— WHAT THE TASK ASKS —
Nothing should be output except the lines from the top of the material below through the line that contains "young man in dark suit.", each exactly as written.

##### DATA IN THIS EXERCISE

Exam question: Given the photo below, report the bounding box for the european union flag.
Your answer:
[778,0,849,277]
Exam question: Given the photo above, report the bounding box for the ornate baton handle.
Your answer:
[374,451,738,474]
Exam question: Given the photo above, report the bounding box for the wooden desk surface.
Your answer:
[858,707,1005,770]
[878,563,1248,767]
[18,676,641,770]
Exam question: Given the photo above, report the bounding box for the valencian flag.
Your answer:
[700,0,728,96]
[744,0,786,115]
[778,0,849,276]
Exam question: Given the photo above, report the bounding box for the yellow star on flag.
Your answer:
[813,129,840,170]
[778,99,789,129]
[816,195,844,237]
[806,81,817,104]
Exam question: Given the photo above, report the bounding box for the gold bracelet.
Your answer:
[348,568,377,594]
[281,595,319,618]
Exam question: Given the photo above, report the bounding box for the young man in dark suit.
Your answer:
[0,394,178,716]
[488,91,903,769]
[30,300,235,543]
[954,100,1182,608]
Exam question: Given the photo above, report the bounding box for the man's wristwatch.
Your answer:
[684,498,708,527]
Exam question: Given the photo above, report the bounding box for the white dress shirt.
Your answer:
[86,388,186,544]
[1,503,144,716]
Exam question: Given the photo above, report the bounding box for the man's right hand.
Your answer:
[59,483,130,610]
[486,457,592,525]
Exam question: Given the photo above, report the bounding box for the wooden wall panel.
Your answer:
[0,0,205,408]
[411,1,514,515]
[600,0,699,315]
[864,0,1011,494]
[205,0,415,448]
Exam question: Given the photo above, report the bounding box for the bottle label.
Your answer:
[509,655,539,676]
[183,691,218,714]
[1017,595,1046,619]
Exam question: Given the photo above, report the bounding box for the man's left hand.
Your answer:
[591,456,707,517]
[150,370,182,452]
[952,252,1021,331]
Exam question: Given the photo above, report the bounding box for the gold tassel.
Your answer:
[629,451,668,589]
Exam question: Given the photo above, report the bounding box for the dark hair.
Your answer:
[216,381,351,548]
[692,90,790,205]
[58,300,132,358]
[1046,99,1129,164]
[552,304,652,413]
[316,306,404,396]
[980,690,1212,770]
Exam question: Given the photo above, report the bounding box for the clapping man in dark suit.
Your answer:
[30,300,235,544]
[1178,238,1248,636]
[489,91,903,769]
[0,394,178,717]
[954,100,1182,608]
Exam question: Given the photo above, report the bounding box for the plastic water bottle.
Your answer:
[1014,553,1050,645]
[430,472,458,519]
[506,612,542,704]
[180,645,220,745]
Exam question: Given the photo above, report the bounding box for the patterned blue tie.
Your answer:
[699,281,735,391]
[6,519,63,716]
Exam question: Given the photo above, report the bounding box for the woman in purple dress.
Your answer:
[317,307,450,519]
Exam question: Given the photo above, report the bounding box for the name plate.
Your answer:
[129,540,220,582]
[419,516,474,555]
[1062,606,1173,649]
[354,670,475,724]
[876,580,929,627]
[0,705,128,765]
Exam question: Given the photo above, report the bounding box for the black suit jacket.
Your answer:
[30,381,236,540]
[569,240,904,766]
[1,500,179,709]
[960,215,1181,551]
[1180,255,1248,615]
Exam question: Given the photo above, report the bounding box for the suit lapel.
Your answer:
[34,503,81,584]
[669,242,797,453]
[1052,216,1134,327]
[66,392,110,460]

##########

— RESULT —
Exam question: Given the photo below, report the bounding box for the european union flag.
Your answer:
[778,0,849,277]
Exam question: Given the photo above, report the bounding box for the ornate baton handle.
Your answer:
[374,451,738,474]
Exam question: Given the photo above, report the bounding box for the wooden desk surface.
Your answer:
[858,707,1005,770]
[878,563,1248,767]
[18,676,641,770]
Exam question: Given the photo above, report the bounding box for the valencian flag.
Your answer:
[700,0,728,96]
[744,0,786,115]
[778,0,849,276]
Exam question: Given the photo above, report the bounding box for the yellow star on flag.
Your answer:
[813,129,840,170]
[778,99,789,129]
[816,195,844,237]
[806,81,817,104]
Exam question: Given the photo above, report the bounding box for the gold bracelet.
Your answer:
[348,568,377,594]
[281,595,319,618]
Exam question: Given the photo above, report the bounding box for the young man in dark suit.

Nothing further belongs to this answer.